Provided data:
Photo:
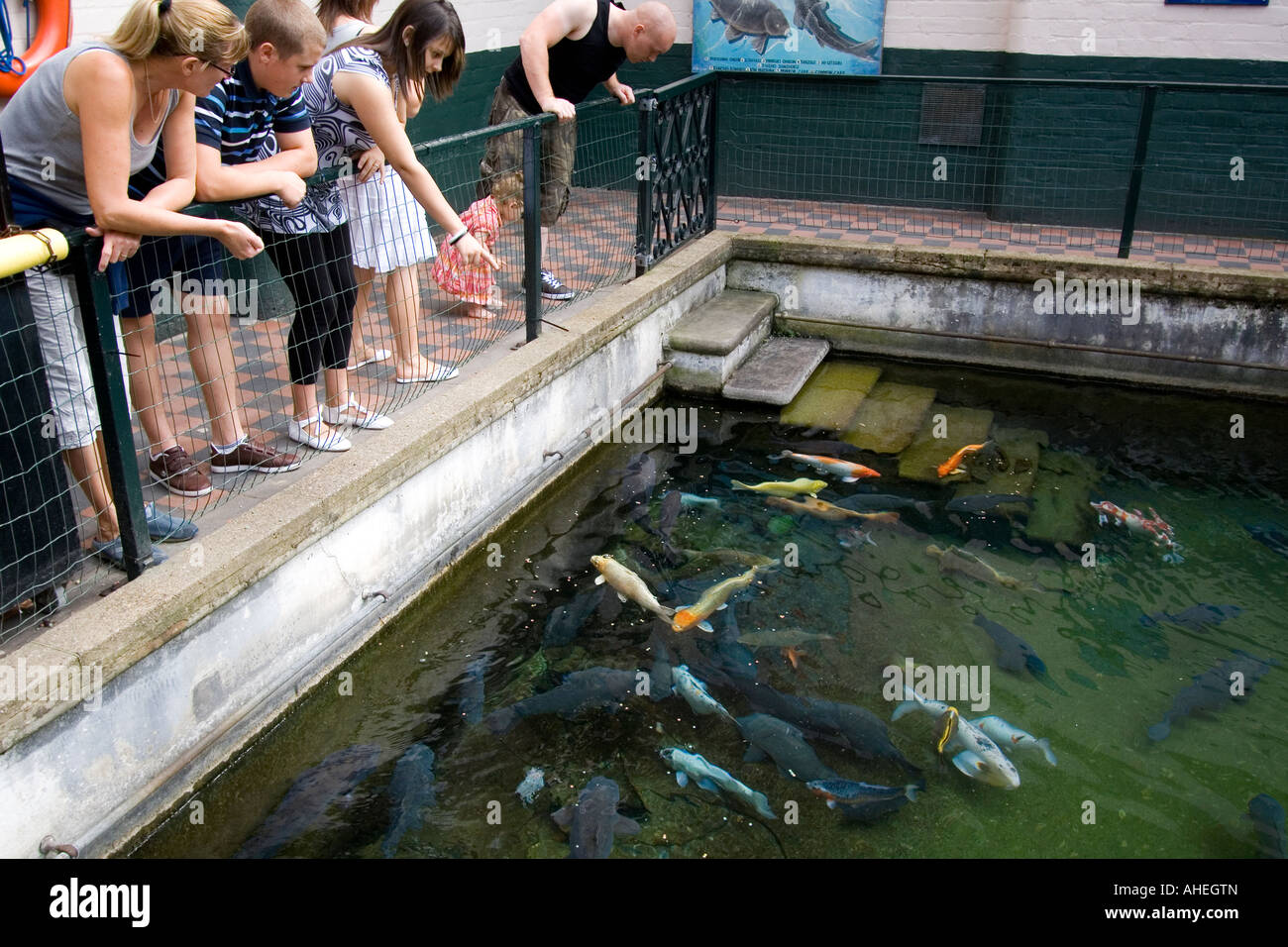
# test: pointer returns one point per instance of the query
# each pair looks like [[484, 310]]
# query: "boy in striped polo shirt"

---

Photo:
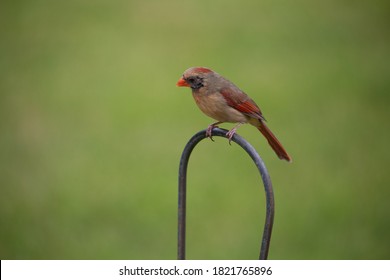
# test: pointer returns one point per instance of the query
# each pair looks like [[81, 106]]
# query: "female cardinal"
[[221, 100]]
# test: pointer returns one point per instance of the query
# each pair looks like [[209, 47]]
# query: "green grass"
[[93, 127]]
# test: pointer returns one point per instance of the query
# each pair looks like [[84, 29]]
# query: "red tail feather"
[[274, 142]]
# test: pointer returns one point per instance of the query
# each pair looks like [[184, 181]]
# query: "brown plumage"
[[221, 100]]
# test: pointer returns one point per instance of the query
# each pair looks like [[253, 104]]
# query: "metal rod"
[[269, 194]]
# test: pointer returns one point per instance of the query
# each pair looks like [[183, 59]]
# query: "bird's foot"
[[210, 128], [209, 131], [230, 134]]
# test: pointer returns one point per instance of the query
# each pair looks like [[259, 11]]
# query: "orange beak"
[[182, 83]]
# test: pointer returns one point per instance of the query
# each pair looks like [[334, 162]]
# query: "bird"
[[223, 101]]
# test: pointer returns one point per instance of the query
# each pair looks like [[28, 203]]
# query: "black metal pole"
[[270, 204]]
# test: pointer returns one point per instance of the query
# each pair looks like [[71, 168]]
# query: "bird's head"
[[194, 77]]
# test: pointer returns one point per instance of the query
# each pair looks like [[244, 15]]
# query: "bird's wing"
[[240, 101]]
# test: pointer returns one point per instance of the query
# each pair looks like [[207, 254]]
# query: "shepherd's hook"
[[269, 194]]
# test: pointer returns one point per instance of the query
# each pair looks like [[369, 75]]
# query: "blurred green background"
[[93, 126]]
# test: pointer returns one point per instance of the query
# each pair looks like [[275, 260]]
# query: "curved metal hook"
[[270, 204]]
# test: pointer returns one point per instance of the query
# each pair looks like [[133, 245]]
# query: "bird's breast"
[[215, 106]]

Exercise description: Using the entries above, give back exactly the line containing "# each pair looks like [[484, 310]]", the line containing "in striped polo", and every line between them, and nothing else.

Solution for this task:
# each pair looks like [[484, 310]]
# query: "boy in striped polo shirt"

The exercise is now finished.